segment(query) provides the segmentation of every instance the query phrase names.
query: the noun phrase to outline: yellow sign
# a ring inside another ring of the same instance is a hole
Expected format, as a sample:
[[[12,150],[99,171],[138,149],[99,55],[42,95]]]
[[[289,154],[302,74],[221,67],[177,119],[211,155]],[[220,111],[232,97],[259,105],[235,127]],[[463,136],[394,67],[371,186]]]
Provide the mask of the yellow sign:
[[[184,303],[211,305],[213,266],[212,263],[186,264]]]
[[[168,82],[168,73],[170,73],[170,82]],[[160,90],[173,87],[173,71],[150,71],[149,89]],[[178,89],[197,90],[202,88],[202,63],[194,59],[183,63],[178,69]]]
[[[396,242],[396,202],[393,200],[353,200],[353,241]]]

• AIM:
Convert the entries into a JSON list of strings, one string per line and no blank lines. Begin at the first line of the entries and stop after the line that contains "[[[184,303],[211,305],[213,266],[212,263],[186,264]]]".

• WRITTEN SOLUTION:
[
  "segment(query) provides the segmentation of every instance the query phrase names.",
  "query: the noun phrase to outline: yellow sign",
  "# a ring inside another ring of the same instance is a hole",
  "Expected format, as a sample:",
  "[[[12,150],[99,171],[138,149],[99,55],[42,95]]]",
  "[[[289,154],[302,74],[221,67],[177,119],[211,155]],[[220,111],[232,97],[259,105],[235,127]],[[463,136],[394,67],[371,186]]]",
  "Provide the mask of the yellow sign:",
  "[[[184,303],[211,305],[213,266],[212,263],[186,264]]]"
]